* Begin Selected text *
What started quietly enough, and with little fanfare, in no time, spawn into
quite a raucous time and a most enlightened evening. The chairs filled, ladies came,
gentlemen (the female to male ratio was closer then ever before) and veterans and
newcomers, alike, mingled like it was routine, and no time had passed.
As is the case with each dinner party, the dynamics and especially the landscape changes
and every time I am slightly surprised at the scope of the guests and their immediate
amiability. This group, my group ... somewhat fresh ensemble, keeps evolving... to my
delight. I'm a big proponent of evolution. It's similar to an ever-changing, living
organism that grows as it absorbs particles it picks up along its journey. I believe
the Candidate's presence was such a particle, which added a whole other dimension. To
be in the company of an individual with such grand aspirations is humbling... a person
who's desire is to serve at the public's behest is noble.

The following are my observations of a most profound gastronomic gathering at the Food
Porn Palace. Kudos to chef extraordinaire Frank Gioffre... a culinary God! The dishes
were magnificent... an entire slice, not a cut, above anything and/or anywhere else.
Since they re-opened the food has improved... if that was at all possible! They say
the measure of a great restaurant is the consistency of its dishes... that dictum was
written for Cavalli…and the dance of dishes commenced.
Shrimp tempura, a staple at Cavalli. Light golden, slightly battered, and oh so
delicious. Then it was the always tangy oysters 'Wasabi con Limone' lime mustard, tobiko
and Prosecco. They got slurped up in a flash. 'Tuna sashimi' with celery leaves, green
olives, shallot, and spicy lemon with mayo capers, a new discovery. Another one of the
newer additions was the 'Burrata and heirloom tomatoes caprese' with figs, arugula,
prosciutto crudo di Parma and grilled pine nut focaccia… and a new favorite appetizer...
soft, moist, and not cheesy at all. The salmon tartare with kimchee sauce, pickled beets,
cucumber cigar and avocado cream, was sweet and perfectly seasoned. Grilled mackerel and
octopus with eggplant, caviar, tomato-oregano salad and kalamata olives was another dish
that combined flavors that are unlike anything you've had. So good, the dish was spotless
The first course 'Maccheroni' with fontina, cheddar and black truffle purée, with
brioche bread crumbs and black pepper... was like sex on a plate! To clear the palette,
we enjoyed the 'Endives' salad with radicchio and arugual, mango bacon, pecorino and
sprinkled with pistachio vinaigrette.
The meal continued in the same manner with a trio of superb main dishes that typifies
the simplicity of the kitchen... The inspired sea bass on a bed of crab, cucumber and
avocado salad, sticky rice, with a Wasabi Tobiko ginger/coriander emulsion. Pepper
crusted tuna, with braised lentils, caponata and pine nuts emulsion was a delight to
the senses... sweet and tangy. Lamb chops with roasted carrots, grilled banana pepper
and feta salsa. Perfectly grilled... bloody but did not look like they could walk away.
* End Selected text *
### Exercises to complete
1. Pull from the dinner party review everything from "Since they re-opened" down to "of dishes commenced.", word for word.
2. Which chef does the dinner party review praise by name?
3. Carry on the dinner party review from its last sentence, in the same voice.
* Begin Provided records *
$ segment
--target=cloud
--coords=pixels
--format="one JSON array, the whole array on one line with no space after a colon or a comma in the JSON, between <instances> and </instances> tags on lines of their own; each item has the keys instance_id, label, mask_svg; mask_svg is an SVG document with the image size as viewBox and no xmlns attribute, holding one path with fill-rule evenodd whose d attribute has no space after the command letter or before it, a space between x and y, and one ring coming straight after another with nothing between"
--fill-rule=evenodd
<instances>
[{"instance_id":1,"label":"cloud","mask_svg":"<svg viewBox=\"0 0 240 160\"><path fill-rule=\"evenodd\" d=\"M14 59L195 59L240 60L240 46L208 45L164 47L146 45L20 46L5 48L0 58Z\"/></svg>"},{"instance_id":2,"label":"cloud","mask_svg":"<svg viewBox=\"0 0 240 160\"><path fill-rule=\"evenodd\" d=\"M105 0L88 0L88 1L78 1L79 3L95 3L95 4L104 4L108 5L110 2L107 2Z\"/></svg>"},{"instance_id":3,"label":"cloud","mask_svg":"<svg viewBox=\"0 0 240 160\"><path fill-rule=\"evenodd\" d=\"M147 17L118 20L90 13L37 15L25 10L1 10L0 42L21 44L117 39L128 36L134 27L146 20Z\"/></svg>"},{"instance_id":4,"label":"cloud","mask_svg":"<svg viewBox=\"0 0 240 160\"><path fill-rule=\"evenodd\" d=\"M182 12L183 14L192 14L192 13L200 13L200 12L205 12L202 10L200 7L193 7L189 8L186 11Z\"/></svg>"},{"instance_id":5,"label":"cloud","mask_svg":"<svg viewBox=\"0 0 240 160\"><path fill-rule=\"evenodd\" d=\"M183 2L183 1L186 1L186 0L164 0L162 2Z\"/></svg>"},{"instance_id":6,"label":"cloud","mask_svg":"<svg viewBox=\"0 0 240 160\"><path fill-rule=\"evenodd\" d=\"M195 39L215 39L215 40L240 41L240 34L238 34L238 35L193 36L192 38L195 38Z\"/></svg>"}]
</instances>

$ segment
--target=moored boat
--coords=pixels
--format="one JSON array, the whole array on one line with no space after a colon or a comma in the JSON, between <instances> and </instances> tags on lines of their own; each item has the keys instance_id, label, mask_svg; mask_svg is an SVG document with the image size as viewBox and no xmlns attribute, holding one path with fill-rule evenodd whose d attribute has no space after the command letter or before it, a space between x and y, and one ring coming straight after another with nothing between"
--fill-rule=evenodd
* End Provided records *
### Results
1.
Since they re-opened the food has improved... if that was at all possible! They say
the measure of a great restaurant is the consistency of its dishes... that dictum was
written for Cavalli…and the dance of dishes commenced.

2. Frank Gioffre

3.
That flew off the plate quicker than the plates arrived.

Later, following the dinner, while people were coming and going for a smoke, I observed
little niches that had formed, huddled together, in delight of the evening, exchanging
thoughts and ideas. The Candidate was recruiting support from the Jazz Singer, and
her lovely friend. Vin Diesel, Domenic and Wendy going head-to-head on several subjects,
and the delightful Antonella... who comes in with a smile that becomes contagious.

Somebody once said, "Life's euphoria consists of little moments, you steal away from
the mundane". The 'Storyteller's Soirée' was such a moment that makes me as I'm as
happy has a little girl!

Your Cruise Director
Food is my Compass
August 1st, 2014

* Ristorante Cavalli
2042 Peel St.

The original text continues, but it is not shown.